Provided data -
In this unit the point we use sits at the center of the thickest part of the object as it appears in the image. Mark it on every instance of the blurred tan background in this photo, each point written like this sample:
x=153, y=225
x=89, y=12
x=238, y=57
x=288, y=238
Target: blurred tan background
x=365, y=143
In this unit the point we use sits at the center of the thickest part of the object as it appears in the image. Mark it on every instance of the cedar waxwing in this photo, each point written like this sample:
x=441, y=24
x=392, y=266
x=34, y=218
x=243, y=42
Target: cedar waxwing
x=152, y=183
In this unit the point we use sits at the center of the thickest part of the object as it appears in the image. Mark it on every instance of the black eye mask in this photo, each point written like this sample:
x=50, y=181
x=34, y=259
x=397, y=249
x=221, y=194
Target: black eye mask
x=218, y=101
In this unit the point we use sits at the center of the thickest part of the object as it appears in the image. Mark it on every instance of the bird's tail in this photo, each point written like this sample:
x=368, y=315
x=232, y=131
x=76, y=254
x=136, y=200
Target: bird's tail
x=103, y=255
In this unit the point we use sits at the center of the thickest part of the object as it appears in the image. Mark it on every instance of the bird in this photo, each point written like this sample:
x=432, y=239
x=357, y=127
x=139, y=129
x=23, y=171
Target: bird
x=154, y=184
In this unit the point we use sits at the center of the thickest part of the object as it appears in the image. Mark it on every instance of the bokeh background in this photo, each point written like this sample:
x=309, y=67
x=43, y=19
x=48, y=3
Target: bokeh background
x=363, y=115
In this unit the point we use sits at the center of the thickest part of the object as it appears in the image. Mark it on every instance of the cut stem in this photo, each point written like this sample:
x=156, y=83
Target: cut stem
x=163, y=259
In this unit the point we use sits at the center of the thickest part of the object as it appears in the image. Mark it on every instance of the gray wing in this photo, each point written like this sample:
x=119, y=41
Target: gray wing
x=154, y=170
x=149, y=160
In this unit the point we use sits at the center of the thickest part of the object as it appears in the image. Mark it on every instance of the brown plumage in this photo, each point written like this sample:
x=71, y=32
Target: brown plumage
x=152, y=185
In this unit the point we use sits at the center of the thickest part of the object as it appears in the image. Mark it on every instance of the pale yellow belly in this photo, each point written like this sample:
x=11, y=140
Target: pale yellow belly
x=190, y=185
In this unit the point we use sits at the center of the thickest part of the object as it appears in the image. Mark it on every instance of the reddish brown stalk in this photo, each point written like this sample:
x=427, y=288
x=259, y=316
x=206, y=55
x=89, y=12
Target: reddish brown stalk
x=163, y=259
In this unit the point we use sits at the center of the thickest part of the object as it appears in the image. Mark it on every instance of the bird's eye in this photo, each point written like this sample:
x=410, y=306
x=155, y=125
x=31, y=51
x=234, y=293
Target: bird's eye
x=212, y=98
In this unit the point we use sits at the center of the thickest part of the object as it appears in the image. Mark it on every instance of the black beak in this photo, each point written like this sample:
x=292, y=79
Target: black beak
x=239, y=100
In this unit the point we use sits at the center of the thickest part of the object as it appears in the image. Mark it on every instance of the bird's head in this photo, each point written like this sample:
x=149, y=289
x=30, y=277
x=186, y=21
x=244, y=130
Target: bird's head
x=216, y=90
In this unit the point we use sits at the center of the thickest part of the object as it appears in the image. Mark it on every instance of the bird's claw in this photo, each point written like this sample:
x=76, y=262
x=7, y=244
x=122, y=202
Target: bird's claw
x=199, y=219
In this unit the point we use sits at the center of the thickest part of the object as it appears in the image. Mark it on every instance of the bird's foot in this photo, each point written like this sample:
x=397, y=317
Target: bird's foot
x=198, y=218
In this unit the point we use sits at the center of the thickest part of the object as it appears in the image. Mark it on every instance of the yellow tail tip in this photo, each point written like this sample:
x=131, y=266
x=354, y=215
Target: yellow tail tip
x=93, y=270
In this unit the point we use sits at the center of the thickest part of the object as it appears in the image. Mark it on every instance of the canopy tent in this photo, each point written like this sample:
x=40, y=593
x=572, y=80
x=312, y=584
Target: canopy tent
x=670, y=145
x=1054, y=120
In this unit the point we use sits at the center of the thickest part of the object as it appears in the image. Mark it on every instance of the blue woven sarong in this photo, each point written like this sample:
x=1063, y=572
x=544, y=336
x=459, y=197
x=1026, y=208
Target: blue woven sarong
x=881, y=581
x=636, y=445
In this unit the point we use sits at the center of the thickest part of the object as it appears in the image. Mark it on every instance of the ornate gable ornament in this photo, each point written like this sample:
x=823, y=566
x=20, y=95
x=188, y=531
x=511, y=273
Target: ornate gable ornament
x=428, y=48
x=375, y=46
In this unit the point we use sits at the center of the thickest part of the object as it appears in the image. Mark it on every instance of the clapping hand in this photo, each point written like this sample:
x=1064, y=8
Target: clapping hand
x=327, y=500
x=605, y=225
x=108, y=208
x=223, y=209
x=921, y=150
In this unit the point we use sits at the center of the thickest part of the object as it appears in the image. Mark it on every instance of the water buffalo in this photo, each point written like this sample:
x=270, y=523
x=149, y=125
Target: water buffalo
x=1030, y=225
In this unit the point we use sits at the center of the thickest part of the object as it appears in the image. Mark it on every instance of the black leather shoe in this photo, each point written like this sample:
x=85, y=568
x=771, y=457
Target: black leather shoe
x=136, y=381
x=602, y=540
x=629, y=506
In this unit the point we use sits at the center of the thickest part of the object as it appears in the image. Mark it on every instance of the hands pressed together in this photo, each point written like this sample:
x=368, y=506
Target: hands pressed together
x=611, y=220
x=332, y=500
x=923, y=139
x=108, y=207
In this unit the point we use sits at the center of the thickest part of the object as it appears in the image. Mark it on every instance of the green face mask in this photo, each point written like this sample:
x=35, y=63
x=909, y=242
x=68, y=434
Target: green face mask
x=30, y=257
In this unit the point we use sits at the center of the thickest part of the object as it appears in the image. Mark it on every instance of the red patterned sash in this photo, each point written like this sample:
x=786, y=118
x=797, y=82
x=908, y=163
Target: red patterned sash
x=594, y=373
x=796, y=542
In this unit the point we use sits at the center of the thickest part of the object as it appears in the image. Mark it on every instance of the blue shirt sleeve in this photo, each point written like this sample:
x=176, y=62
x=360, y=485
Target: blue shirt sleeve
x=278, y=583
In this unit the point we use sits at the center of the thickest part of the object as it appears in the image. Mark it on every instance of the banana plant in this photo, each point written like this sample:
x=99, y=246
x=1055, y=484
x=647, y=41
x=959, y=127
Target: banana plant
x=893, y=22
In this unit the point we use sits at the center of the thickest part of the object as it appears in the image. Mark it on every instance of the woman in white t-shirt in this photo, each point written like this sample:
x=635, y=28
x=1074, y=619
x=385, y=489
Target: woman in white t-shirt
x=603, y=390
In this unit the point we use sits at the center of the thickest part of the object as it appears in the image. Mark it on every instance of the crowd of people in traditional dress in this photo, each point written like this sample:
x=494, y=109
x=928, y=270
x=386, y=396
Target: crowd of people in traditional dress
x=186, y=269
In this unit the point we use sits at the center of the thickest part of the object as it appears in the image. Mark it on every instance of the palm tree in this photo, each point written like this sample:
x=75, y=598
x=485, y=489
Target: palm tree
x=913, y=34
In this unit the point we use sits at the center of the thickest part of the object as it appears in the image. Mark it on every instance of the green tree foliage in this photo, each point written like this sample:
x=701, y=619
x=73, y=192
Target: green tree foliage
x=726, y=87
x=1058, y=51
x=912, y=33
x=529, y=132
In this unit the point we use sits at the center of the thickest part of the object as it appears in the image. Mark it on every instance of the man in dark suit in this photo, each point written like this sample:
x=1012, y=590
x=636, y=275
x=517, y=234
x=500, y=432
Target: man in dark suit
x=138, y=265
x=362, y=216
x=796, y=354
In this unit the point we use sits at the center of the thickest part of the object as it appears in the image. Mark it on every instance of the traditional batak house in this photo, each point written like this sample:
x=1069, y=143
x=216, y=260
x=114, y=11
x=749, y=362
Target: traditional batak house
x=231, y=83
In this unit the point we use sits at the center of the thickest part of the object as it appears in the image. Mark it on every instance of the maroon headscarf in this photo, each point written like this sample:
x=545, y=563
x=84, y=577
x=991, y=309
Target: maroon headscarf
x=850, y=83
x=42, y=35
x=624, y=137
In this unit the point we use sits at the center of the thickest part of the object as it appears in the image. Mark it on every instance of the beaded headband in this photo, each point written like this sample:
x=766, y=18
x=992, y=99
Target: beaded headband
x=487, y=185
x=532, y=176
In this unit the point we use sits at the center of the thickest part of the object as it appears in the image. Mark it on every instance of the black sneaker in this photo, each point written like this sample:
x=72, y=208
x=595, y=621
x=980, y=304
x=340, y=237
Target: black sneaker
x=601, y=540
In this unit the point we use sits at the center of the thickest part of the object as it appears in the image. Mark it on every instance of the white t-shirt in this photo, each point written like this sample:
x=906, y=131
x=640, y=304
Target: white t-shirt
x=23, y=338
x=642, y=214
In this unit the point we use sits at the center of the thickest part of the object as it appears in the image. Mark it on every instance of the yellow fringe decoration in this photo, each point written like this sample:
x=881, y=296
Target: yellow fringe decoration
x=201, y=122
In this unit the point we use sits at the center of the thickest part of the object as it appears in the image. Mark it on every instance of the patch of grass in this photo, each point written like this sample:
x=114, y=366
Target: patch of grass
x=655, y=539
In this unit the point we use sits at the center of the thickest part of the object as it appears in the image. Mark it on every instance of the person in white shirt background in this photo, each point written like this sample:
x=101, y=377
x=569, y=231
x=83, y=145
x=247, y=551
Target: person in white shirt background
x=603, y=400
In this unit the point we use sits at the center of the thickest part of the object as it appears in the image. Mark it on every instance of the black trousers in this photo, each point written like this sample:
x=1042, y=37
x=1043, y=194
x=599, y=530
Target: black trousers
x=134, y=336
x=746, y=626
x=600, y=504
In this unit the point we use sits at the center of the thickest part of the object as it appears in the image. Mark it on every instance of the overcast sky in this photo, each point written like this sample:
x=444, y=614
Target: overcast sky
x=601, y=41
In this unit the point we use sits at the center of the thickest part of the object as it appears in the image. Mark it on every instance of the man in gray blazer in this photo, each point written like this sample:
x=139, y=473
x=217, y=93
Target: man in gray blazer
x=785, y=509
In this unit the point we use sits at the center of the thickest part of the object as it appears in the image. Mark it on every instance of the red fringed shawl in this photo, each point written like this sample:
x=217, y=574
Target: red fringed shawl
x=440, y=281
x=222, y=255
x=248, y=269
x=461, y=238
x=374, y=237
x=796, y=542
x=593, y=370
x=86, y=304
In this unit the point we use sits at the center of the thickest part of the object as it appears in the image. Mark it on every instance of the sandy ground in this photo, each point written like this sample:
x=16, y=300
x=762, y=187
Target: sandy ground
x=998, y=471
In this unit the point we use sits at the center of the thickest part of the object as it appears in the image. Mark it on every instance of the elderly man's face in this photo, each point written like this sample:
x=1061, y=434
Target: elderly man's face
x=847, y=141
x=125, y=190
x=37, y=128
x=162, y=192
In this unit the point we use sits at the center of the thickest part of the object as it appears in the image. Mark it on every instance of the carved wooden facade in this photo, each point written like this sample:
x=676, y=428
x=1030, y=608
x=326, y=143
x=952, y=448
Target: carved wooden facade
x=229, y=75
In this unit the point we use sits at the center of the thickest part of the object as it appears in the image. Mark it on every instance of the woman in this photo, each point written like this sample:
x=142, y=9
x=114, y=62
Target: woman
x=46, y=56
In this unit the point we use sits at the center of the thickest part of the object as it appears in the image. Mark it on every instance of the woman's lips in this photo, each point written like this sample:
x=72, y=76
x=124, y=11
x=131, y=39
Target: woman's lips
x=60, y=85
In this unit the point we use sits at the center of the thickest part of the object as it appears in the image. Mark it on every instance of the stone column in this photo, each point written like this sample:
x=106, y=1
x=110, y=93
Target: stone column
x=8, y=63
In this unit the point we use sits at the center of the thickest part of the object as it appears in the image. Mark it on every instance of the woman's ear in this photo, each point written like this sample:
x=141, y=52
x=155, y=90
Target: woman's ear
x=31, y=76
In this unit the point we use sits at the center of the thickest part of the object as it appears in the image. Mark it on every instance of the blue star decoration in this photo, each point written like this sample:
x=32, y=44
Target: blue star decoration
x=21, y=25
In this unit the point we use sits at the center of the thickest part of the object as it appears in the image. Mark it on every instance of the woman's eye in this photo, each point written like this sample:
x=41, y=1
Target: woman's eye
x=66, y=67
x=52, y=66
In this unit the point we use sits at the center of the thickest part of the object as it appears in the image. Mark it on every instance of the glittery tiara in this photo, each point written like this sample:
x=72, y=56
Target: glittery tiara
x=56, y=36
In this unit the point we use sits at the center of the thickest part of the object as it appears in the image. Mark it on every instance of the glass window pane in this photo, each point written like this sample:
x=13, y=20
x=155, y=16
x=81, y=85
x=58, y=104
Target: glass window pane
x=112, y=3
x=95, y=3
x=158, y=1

Stated goal - Reproduce the data from its first line through the line with "x=154, y=184", switching "cedar waxwing" to "waxwing" and keeping every other part the same.

Response -
In this unit the point we use sits at the center of the thickest part of the object as it appears in the image. Mark it on every instance of the blurred tan background in this photo, each point written like this sample:
x=153, y=225
x=89, y=12
x=238, y=57
x=288, y=238
Target: blurred tan background
x=365, y=143
In this unit the point we use sits at the center of the thickest part of the object as it appears in the image. Mark it on every instance of the waxwing in this photo, each point written like this sample:
x=441, y=24
x=392, y=266
x=34, y=218
x=243, y=42
Target: waxwing
x=152, y=183
In this unit the point we use sits at the center of the thickest part of the object as it appears in the image. Mark it on every instance of the black eye mask in this photo, each point written like this sample:
x=50, y=181
x=34, y=259
x=397, y=249
x=221, y=194
Target: black eye mask
x=218, y=101
In this unit the point we use sits at the center of the thickest part of the object as it appears in the image. Mark it on every instance of the bird's tail in this photo, each point written like this sample:
x=368, y=315
x=232, y=131
x=76, y=254
x=136, y=200
Target: bird's tail
x=103, y=255
In this unit the point we use sits at the center of the thickest part of the object as it appears in the image. Mark it on every instance of the bird in this photo, each point written like this sample:
x=432, y=239
x=357, y=127
x=139, y=129
x=23, y=171
Target: bird
x=154, y=184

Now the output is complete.